**Tasks to complete**
a) Copy out the DRA CEL commit from "As pointed out" to "uses during validation.".
b) Decide whether each statement agrees with the DRA CEL commit, answering yes or no and quoting the deciding words: (i) kube-scheduler uses a cost limit that differs from the one the apiserver uses during validation; (ii) the commit touches 6 files; (iii) the cost limit is now part of an Options struct.
c) List every file path whose diff is shown in the DRA CEL commit.

DRA cel: enforce runtime limit by default again

As pointed out during code review, the CEL cost estimates are not considered perfectly reliable. Therefore it is better to also do runtime checks. Some downstream users might decide to allow CEL expressions to run longer. Therefore the cost limit is now part of an Options struct. kube-scheduler uses the default cost limit defined in the resource.k8s.io API, which is the same cost limit that also the apiserver uses during validation.
2025-07-27 05:27:21 +00:00 · 2024-10-23 21:15:05 +02:00 · 2024-10-23 21:15:05 +02:00 · d53cb79cec
commit d53cb79cec
parent 021c9fb92f
6 changed files with 40 additions and 35 deletions
--- a/pkg/apis/resource/types.go
+++ b/pkg/apis/resource/types.go
@ -545,8 +545,13 @@ type CELDeviceSelector struct {
 // Validation against this limit and [CELSelectorExpressionMaxLength] happens
 // only when setting an expression for the first time or when changing it. If
 // the limits are changed in a future Kubernetes release, existing users are
-// guaranteed that existing expressions will continue to be valid and won't be
+// guaranteed that existing expressions will continue to be valid.
-// interrupted at runtime after an up- or downgrade.
+//
 // However, the kube-scheduler also applies this cost limit at runtime, so it
 // could happen that a valid expression fails at runtime after an up- or
 // downgrade. This can also happen without version skew when the cost estimate
 // underestimated the actual cost. That this might happen is the reason why
 // kube-scheduler enforces the runtime limit instead of relying on validation.
 //
 // According to
 // https://github.com/kubernetes/kubernetes/blob/4aeaf1e99e82da8334c0d6dddd848a194cd44b4f/staging/src/k8s.io/apiserver/pkg/apis/cel/config.go#L20-L22,
--- a/pkg/apis/resource/validation/validation.go
+++ b/pkg/apis/resource/validation/validation.go
@ -176,7 +176,7 @@ func validateCELSelector(celSelector resource.CELDeviceSelector, fldPath *field.
 		return allErrs
 	}
-	result := dracel.GetCompiler().CompileCELExpression(celSelector.Expression, envType)
+	result := dracel.GetCompiler().CompileCELExpression(celSelector.Expression, dracel.Options{EnvType: &envType})
 	if result.Error != nil {
 		allErrs = append(allErrs, convertCELErrorToValidationError(fldPath.Child("expression"), celSelector.Expression, result.Error))
 	} else if result.MaxCost > resource.CELSelectorExpressionMaxCost {
--- a/staging/src/k8s.io/api/resource/v1alpha3/types.go
+++ b/staging/src/k8s.io/api/resource/v1alpha3/types.go
@ -551,8 +551,13 @@ type CELDeviceSelector struct {
 // Validation against this limit and [CELSelectorExpressionMaxLength] happens
 // only when setting an expression for the first time or when changing it. If
 // the limits are changed in a future Kubernetes release, existing users are
-// guaranteed that existing expressions will continue to be valid and won't be
+// guaranteed that existing expressions will continue to be valid.
-// interrupted at runtime after an up- or downgrade.

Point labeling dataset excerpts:
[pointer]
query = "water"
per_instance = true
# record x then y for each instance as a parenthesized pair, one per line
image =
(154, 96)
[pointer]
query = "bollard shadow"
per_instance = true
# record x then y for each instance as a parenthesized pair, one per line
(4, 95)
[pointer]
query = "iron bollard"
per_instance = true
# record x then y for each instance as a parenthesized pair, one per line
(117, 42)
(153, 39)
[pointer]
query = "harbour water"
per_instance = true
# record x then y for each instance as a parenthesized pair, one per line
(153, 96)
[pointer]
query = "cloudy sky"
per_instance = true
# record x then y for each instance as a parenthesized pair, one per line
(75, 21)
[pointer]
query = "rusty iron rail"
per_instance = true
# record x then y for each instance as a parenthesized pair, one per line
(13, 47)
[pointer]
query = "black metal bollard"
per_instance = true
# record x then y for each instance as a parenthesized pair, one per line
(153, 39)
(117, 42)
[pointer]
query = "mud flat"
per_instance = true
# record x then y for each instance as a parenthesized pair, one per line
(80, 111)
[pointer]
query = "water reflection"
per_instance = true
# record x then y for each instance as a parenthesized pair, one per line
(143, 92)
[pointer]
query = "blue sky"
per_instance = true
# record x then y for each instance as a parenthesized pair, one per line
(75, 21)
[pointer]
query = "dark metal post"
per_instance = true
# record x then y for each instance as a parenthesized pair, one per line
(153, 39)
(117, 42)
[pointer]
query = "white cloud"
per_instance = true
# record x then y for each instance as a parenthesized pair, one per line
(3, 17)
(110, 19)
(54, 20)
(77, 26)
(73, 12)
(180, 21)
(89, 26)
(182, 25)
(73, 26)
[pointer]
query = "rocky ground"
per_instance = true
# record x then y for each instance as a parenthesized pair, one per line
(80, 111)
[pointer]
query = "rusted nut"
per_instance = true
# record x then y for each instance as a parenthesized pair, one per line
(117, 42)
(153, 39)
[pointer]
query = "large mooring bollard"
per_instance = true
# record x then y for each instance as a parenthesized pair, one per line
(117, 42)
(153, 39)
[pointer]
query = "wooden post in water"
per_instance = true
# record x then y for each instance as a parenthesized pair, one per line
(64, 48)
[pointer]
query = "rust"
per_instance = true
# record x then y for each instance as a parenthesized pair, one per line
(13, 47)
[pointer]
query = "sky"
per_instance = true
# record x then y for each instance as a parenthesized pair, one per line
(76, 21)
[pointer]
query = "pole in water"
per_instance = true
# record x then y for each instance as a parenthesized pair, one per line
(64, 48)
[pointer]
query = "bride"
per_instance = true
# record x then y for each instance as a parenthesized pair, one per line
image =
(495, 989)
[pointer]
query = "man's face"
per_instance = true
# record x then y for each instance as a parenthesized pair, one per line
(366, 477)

**Solved problems**
a)
As pointed out during code review, the CEL cost estimates are not considered perfectly reliable. Therefore it is better to also do runtime checks. Some downstream users might decide to allow CEL expressions to run longer. Therefore the cost limit is now part of an Options struct. kube-scheduler uses the default cost limit defined in the resource.k8s.io API, which is the same cost limit that also the apiserver uses during validation.

b)
(i) No: "which is the same cost limit that also the apiserver uses during validation"
(ii) Yes: "6 changed files with 40 additions and 35 deletions"
(iii) Yes: "Therefore the cost limit is now part of an Options struct."

c)
pkg/apis/resource/types.go
pkg/apis/resource/validation/validation.go
staging/src/k8s.io/api/resource/v1alpha3/types.go